Rekordy wybrane ze zbioru
━━━

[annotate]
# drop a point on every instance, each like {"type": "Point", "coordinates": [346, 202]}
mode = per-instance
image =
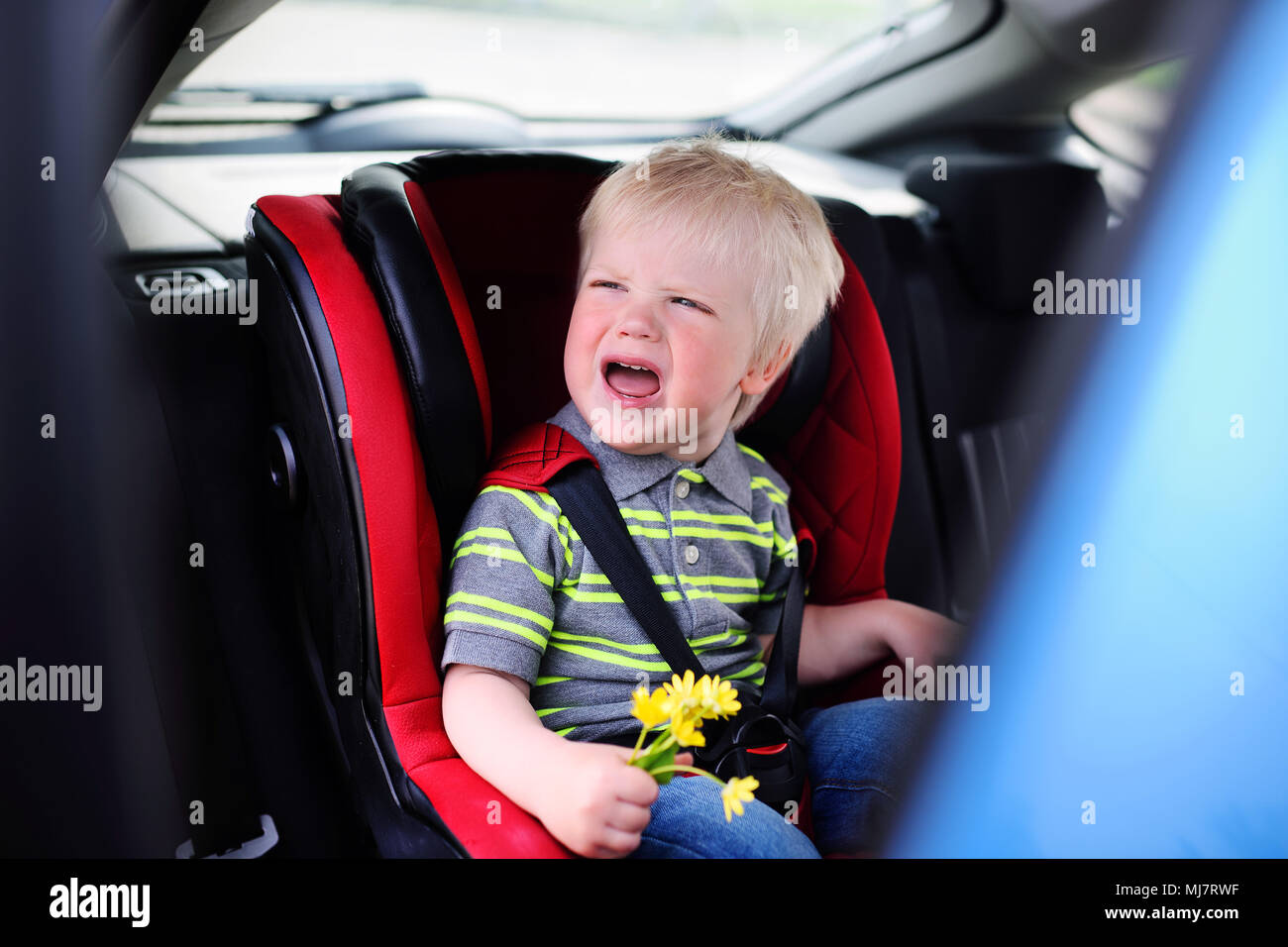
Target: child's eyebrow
{"type": "Point", "coordinates": [604, 273]}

━━━

Powtórz dosłownie wszystkie wiersze powyższego wykazu, pomijając w odpowiedzi obrazy.

[annotate]
# drop a point on every instance, each like {"type": "Point", "coordinates": [346, 202]}
mode = per-instance
image =
Target: child's eyebrow
{"type": "Point", "coordinates": [604, 273]}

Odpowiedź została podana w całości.